═════ Supplied data ═════

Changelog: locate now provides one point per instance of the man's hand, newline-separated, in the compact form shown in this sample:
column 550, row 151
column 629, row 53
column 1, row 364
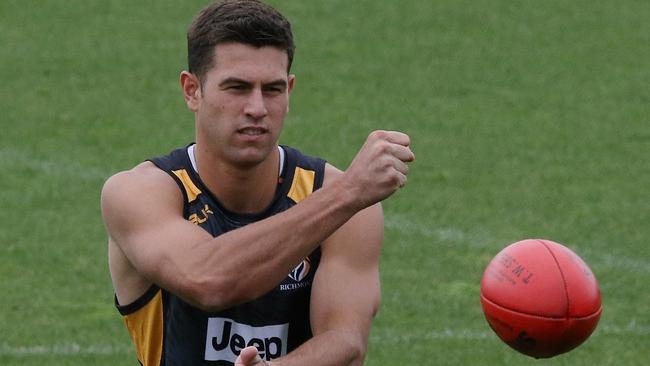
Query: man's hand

═════

Stated exercise »
Set down every line of the records above verbatim, leaving out the pictures.

Answer to the task »
Changelog: locate now provides one point per instance of the man's hand, newline-separated, in the compact form shown in this sample:
column 550, row 151
column 629, row 53
column 1, row 364
Query: man's hand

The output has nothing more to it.